── Excerpted records ──
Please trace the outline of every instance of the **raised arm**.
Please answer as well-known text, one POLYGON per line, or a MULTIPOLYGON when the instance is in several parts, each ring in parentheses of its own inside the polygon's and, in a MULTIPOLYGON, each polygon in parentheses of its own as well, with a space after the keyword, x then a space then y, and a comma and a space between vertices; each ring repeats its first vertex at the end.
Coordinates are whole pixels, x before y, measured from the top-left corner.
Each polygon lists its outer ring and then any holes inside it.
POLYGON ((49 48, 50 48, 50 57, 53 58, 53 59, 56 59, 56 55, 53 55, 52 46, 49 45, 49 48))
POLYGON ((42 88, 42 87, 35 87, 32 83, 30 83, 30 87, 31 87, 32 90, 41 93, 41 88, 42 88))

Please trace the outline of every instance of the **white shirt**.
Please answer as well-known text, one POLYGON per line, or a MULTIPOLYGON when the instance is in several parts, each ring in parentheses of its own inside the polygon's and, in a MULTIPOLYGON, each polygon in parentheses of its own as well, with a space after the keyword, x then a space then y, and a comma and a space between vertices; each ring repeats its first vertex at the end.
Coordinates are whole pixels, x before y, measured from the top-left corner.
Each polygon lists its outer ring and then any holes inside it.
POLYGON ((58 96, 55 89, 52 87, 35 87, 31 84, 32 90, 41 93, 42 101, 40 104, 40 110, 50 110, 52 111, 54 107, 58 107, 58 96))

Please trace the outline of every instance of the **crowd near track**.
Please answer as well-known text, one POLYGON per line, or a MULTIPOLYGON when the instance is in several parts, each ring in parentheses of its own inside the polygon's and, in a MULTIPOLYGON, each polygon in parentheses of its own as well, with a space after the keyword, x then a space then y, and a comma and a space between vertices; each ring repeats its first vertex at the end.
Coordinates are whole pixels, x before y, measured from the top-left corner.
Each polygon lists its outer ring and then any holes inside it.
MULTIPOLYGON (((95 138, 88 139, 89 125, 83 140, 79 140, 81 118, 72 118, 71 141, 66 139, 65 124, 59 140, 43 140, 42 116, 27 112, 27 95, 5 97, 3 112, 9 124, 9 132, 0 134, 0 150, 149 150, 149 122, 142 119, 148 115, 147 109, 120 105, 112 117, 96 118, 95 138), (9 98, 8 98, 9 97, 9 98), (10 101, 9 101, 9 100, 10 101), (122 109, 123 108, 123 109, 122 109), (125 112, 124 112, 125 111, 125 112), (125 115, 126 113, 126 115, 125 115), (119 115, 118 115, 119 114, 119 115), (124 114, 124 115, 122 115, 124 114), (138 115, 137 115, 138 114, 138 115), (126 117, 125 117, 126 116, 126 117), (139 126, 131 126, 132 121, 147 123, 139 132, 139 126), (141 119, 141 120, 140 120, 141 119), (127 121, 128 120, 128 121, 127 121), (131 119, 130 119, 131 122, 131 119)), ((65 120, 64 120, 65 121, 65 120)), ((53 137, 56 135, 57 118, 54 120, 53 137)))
───
── Excerpted records ──
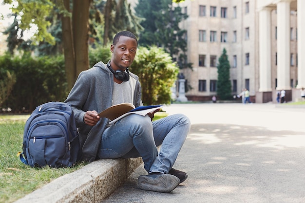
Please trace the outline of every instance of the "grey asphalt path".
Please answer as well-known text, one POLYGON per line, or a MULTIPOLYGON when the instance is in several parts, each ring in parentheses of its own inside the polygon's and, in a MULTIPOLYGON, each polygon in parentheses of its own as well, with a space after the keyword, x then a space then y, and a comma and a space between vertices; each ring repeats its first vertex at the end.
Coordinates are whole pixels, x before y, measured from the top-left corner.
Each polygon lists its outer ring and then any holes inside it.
───
── Excerpted records ──
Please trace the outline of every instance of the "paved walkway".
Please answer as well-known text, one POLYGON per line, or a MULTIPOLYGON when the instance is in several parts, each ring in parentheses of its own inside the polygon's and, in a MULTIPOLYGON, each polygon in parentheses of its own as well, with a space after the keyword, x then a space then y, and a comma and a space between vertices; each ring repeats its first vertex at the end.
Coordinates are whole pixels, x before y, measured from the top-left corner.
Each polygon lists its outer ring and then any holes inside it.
───
- _What is needed_: Copy out the rows from the line with "Please trace the outline of every instance of the **crowd" to the line with "MULTIPOLYGON (((95 138, 88", both of those lines included, and nothing else.

- _Task result_:
Please trace the outline of every instance of the **crowd near track**.
Please answer as well-known text, one POLYGON per line, or a MULTIPOLYGON when the instance is in several parts, each ring in parentheses of its own inside the polygon's and, in a MULTIPOLYGON, each polygon in parentheses of its own as well, with a space after the keyword, x then a space then y, and a comma and a space between vertices; each ring repeats its first vertex at the end.
Coordinates are whole pixels, x before y, measured from the top-left corner.
Each polygon lists its outer ring and then any holes inside it.
MULTIPOLYGON (((95 138, 88 139, 89 125, 83 140, 79 140, 81 118, 72 118, 71 141, 66 139, 65 124, 59 140, 43 140, 42 116, 27 112, 27 95, 5 97, 3 112, 9 124, 9 132, 0 134, 0 150, 149 150, 149 122, 142 119, 148 115, 147 109, 120 105, 112 117, 96 118, 95 138), (9 98, 8 98, 9 97, 9 98), (10 101, 9 101, 9 100, 10 101), (122 109, 123 108, 123 109, 122 109), (125 112, 124 112, 125 111, 125 112), (125 115, 126 113, 126 115, 125 115), (119 115, 118 115, 119 114, 119 115), (124 114, 124 115, 122 115, 124 114), (138 115, 137 115, 138 114, 138 115), (126 117, 125 117, 126 116, 126 117), (139 126, 131 126, 132 121, 147 123, 139 132, 139 126), (141 119, 141 120, 140 120, 141 119), (127 121, 128 120, 128 121, 127 121), (131 119, 130 119, 131 122, 131 119)), ((65 120, 64 120, 65 121, 65 120)), ((53 137, 56 135, 57 118, 54 120, 53 137)))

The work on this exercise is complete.